== Goal ==
Can you arrange the records as a Markdown table with the columns "Row" and "Line", starting from the first line of the records and going on through the line with "[18,167,77,200]"? Include only those lines, skip blank lines, and leave the pictures out.

Rows from a box-labeling dataset
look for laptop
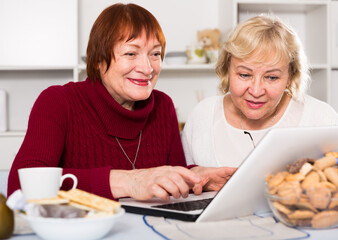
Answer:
[119,126,338,222]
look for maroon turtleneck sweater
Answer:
[7,79,186,198]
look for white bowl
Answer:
[21,208,125,240]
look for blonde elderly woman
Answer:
[183,15,338,171]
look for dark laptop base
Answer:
[122,204,200,222]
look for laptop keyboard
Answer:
[152,198,213,212]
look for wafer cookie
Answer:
[58,189,121,212]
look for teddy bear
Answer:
[197,28,221,63]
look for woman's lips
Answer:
[246,100,265,109]
[128,78,150,86]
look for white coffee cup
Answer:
[18,167,77,200]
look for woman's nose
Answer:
[249,77,265,97]
[136,56,154,76]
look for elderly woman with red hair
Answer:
[8,4,232,200]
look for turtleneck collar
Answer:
[86,78,154,139]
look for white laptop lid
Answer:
[197,126,338,222]
[120,126,338,222]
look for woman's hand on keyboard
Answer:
[191,166,237,194]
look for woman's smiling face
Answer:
[99,32,162,110]
[229,54,290,121]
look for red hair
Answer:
[86,3,166,81]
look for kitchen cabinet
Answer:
[0,0,338,170]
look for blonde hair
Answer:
[216,14,310,99]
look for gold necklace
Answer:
[115,130,142,169]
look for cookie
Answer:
[302,171,320,189]
[313,156,337,170]
[306,187,331,209]
[58,189,121,212]
[329,192,338,209]
[299,162,313,176]
[285,172,305,182]
[324,167,338,187]
[311,211,338,228]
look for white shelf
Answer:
[162,63,215,71]
[0,65,76,71]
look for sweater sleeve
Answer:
[7,86,113,198]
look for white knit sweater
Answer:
[182,95,338,167]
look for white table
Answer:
[10,213,338,240]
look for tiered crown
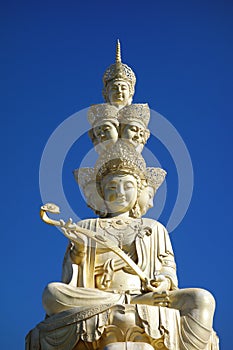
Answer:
[118,103,150,128]
[146,167,167,191]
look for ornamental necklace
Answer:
[99,218,143,249]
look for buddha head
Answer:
[73,168,106,216]
[103,40,136,109]
[118,104,150,153]
[88,103,119,153]
[95,140,146,217]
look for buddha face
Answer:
[107,80,132,107]
[102,174,137,214]
[138,186,155,215]
[121,121,145,150]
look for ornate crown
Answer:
[87,103,119,128]
[118,103,150,128]
[95,139,146,182]
[103,40,136,100]
[146,167,167,191]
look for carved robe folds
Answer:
[27,219,218,350]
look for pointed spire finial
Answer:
[116,39,121,63]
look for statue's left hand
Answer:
[150,275,171,293]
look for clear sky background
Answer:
[0,0,233,350]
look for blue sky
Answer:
[0,0,233,350]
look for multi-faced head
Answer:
[118,104,150,153]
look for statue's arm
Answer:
[155,224,178,290]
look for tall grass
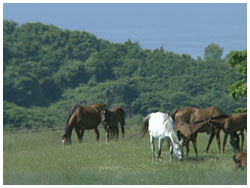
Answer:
[3,127,247,185]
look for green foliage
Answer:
[204,43,223,62]
[2,130,247,185]
[229,50,247,99]
[3,20,246,129]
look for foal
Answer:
[142,112,183,161]
[177,120,211,157]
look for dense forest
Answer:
[3,20,246,130]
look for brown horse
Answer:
[177,120,211,157]
[170,106,225,152]
[207,115,239,153]
[101,107,125,142]
[233,152,247,169]
[62,104,106,144]
[223,113,247,152]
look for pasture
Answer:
[3,125,247,185]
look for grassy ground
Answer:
[3,126,247,185]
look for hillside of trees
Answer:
[3,20,247,129]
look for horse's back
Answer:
[175,106,225,124]
[79,106,101,129]
[225,113,247,131]
[148,112,176,138]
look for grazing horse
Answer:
[233,152,247,169]
[177,120,211,157]
[207,115,239,153]
[62,104,106,144]
[101,107,125,142]
[170,106,225,152]
[141,112,183,161]
[223,113,247,152]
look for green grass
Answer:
[3,127,247,185]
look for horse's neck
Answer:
[190,122,205,133]
[65,125,73,135]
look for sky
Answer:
[3,3,247,58]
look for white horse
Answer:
[142,112,183,162]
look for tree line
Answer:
[3,20,246,129]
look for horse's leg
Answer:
[95,127,100,142]
[157,138,163,161]
[80,129,84,143]
[192,134,198,158]
[120,116,125,139]
[185,138,189,157]
[215,129,221,153]
[222,133,228,153]
[170,141,174,162]
[240,129,245,151]
[115,123,119,141]
[104,125,109,143]
[206,129,215,153]
[150,136,155,161]
[75,127,82,143]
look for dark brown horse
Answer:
[62,104,106,144]
[170,106,225,152]
[223,113,247,152]
[101,107,125,142]
[176,120,211,157]
[205,115,239,153]
[233,152,247,169]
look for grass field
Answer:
[3,126,247,185]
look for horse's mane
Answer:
[211,114,231,120]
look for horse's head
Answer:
[230,132,240,152]
[174,140,183,161]
[62,134,72,145]
[62,125,73,145]
[101,109,106,122]
[91,104,107,112]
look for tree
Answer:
[204,43,223,61]
[229,50,247,102]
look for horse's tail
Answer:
[67,104,80,125]
[119,108,125,127]
[140,114,151,138]
[233,154,240,163]
[119,108,125,138]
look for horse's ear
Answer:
[180,139,184,146]
[62,134,68,139]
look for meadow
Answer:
[3,126,247,185]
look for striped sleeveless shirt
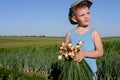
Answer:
[70,28,97,73]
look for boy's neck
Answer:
[75,26,89,34]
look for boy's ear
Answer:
[72,16,78,23]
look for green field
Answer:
[0,36,63,48]
[0,37,120,80]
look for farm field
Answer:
[0,36,120,80]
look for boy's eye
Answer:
[80,14,84,16]
[87,12,90,14]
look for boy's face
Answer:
[73,7,91,26]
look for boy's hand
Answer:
[74,51,85,62]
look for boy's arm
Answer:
[65,31,70,44]
[85,30,103,58]
[75,30,103,61]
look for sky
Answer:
[0,0,120,37]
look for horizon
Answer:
[0,0,120,37]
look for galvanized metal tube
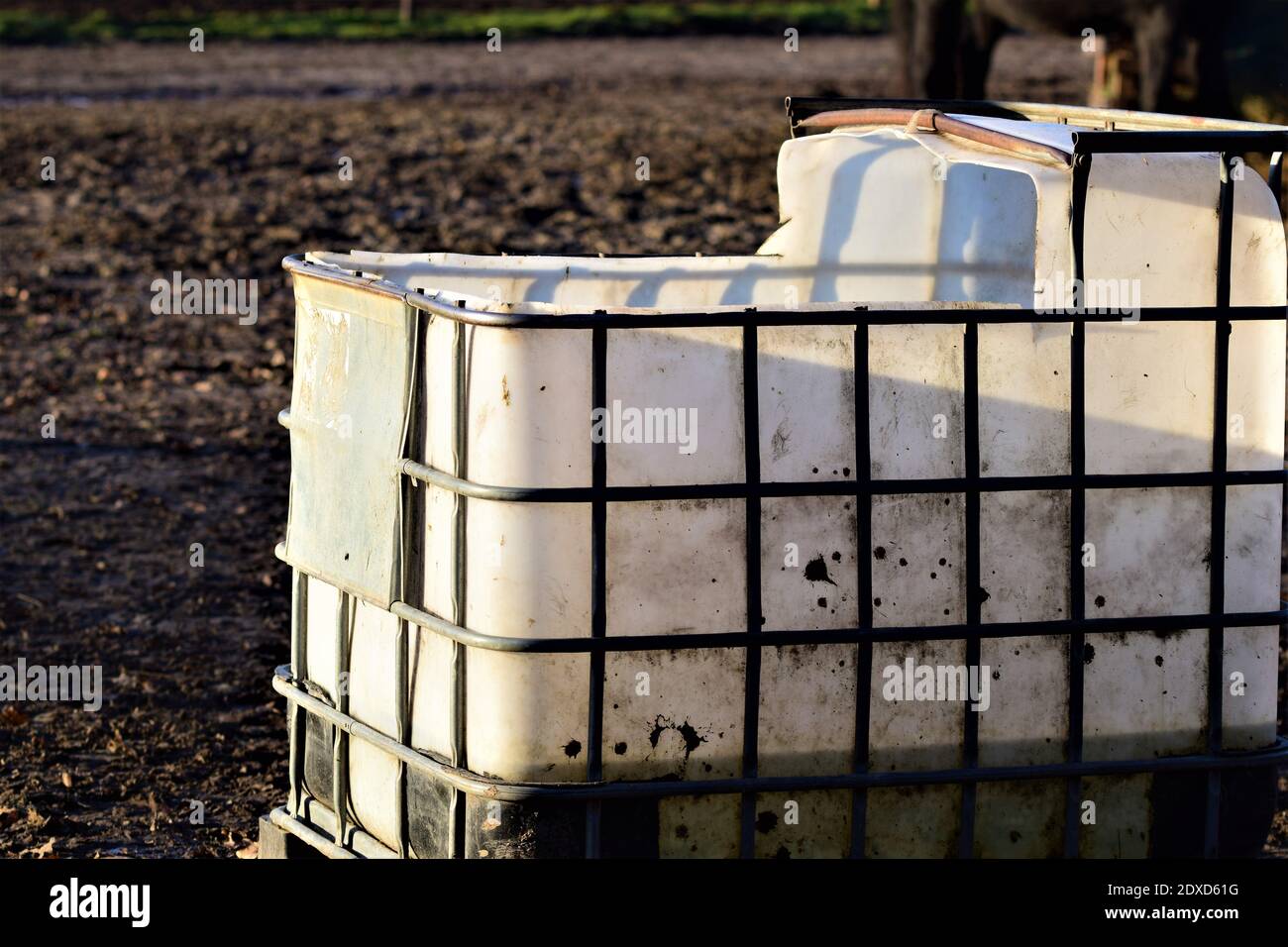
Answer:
[268,806,357,858]
[448,322,469,858]
[286,569,309,818]
[331,591,353,844]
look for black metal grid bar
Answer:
[1203,154,1234,858]
[739,326,761,858]
[1064,155,1091,858]
[273,665,1288,802]
[957,323,983,858]
[587,326,608,858]
[402,459,1284,504]
[850,325,872,858]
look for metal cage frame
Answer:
[270,98,1288,858]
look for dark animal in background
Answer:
[890,0,1231,115]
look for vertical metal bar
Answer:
[331,591,355,847]
[393,307,433,858]
[741,326,761,858]
[287,569,309,818]
[450,322,469,858]
[1064,155,1091,858]
[850,323,872,858]
[587,326,608,858]
[393,618,411,858]
[1203,154,1234,858]
[957,322,983,858]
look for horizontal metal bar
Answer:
[785,95,1288,139]
[273,665,1288,802]
[1073,129,1288,155]
[274,543,1288,655]
[268,806,357,858]
[282,256,1288,329]
[396,453,1288,502]
[795,107,1073,164]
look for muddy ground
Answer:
[0,36,1288,857]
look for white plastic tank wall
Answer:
[287,118,1288,857]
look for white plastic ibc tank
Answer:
[280,103,1288,857]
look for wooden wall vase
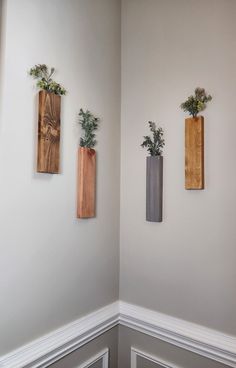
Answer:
[77,147,96,218]
[185,116,204,189]
[37,91,61,174]
[146,156,163,222]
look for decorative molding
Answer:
[78,349,109,368]
[0,302,119,368]
[130,347,177,368]
[120,302,236,368]
[0,301,236,368]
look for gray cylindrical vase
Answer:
[146,156,163,222]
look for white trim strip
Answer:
[130,347,178,368]
[120,302,236,368]
[0,301,236,368]
[0,302,119,368]
[78,349,109,368]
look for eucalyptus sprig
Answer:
[29,64,66,95]
[141,121,165,156]
[79,109,100,148]
[180,87,212,117]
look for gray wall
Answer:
[120,0,236,334]
[118,326,229,368]
[0,0,120,355]
[50,327,118,368]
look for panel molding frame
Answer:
[0,301,236,368]
[130,347,178,368]
[78,348,109,368]
[119,301,236,368]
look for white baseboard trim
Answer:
[78,349,109,368]
[130,347,177,368]
[0,301,236,368]
[0,302,119,368]
[119,302,236,368]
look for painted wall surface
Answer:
[120,0,236,334]
[118,326,227,368]
[50,327,118,368]
[0,0,120,355]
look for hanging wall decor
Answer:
[141,121,165,222]
[77,109,100,218]
[180,88,212,189]
[30,64,66,174]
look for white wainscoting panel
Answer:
[0,301,236,368]
[78,349,109,368]
[119,302,236,368]
[130,347,178,368]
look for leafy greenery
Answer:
[29,64,66,95]
[180,87,212,117]
[79,109,100,148]
[141,121,165,156]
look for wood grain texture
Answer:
[146,156,163,222]
[77,147,96,218]
[37,91,61,174]
[185,116,204,189]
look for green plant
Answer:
[141,121,165,156]
[180,87,212,117]
[29,64,66,95]
[79,109,100,148]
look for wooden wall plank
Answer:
[185,116,204,189]
[77,147,96,218]
[37,91,61,174]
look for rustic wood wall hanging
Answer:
[77,147,96,218]
[180,87,212,189]
[146,156,163,222]
[37,90,61,174]
[185,116,204,189]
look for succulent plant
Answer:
[141,121,165,156]
[79,109,100,148]
[29,64,66,95]
[180,87,212,117]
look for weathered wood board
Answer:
[77,147,96,218]
[185,116,204,189]
[37,91,61,174]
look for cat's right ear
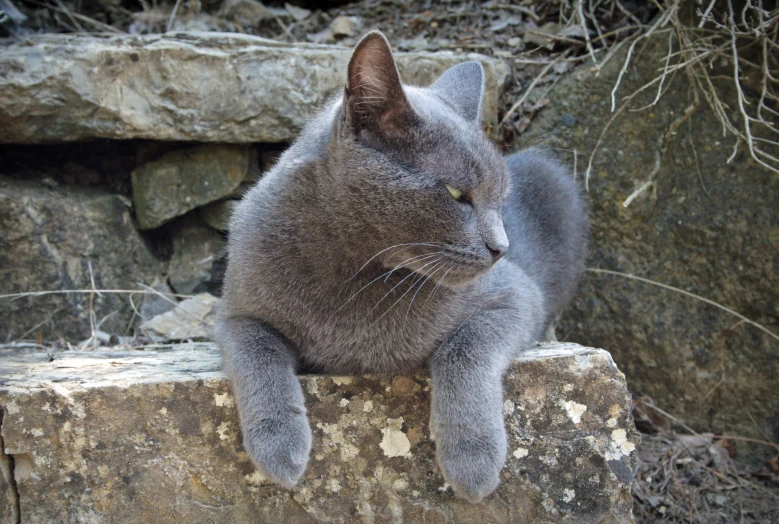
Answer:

== Completed exercise ==
| Row | Line |
|---|---|
| 1 | look for laptop |
| 2 | Answer: |
| 3 | [119,126,338,222] |
| 4 | look for maroon turtleneck sweater |
| 5 | Answer: |
| 6 | [7,79,186,198] |
| 7 | look for white bowl |
| 8 | Answer: |
| 9 | [21,208,125,240] |
| 10 | look for blonde elderly woman |
| 11 | Answer: |
| 12 | [183,15,338,171] |
| 13 | look for dark laptop base |
| 14 | Answer: |
| 15 | [122,204,200,222] |
| 16 | look for laptop keyboard |
| 17 | Answer: |
| 18 | [152,198,213,212] |
| 19 | look for wafer cookie |
| 20 | Answer: |
| 21 | [58,189,121,212] |
| 22 | look for teddy bear |
| 23 | Answer: |
| 24 | [197,28,221,63] |
| 25 | look for woman's lips |
| 26 | Answer: |
| 27 | [246,100,265,109] |
| 28 | [128,78,150,86] |
| 29 | look for white coffee cup |
| 30 | Answer: |
| 31 | [18,167,77,200] |